- [THE TASK]
Rewrite the records from the line containing "One point rides on each instance of the dark" through the end of the records, both ends included, renaming "doorway" to "entryway" and leaving everything else unchanged.

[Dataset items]
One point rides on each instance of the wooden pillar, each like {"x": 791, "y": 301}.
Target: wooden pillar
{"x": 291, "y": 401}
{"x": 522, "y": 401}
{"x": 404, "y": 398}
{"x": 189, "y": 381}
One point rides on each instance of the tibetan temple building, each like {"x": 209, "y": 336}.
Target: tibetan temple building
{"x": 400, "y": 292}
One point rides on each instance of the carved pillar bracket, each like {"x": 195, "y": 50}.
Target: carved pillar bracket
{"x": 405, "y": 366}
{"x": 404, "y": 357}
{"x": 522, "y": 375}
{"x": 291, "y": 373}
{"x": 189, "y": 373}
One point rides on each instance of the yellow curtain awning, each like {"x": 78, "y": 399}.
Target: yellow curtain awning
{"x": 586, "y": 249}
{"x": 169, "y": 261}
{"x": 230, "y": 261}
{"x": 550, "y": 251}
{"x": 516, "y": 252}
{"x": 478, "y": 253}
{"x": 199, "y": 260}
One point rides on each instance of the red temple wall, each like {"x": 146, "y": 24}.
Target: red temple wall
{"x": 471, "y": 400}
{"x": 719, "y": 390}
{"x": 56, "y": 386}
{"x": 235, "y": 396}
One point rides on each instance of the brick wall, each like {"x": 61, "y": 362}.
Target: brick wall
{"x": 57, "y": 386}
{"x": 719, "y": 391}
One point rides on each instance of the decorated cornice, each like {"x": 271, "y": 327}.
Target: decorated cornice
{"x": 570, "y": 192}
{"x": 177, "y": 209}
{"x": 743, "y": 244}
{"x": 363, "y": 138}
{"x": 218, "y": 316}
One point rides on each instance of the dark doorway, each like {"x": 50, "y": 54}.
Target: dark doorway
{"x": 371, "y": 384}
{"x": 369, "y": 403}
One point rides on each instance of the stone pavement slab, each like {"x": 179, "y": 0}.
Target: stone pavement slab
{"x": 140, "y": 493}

- [THE RESPONSE]
One point rides on each instance of the dark entryway, each like {"x": 50, "y": 54}.
Target: dark entryway
{"x": 371, "y": 384}
{"x": 369, "y": 403}
One point rides on each instance of the stone pavement slab, each like {"x": 179, "y": 0}.
Target: stone pavement slab
{"x": 140, "y": 493}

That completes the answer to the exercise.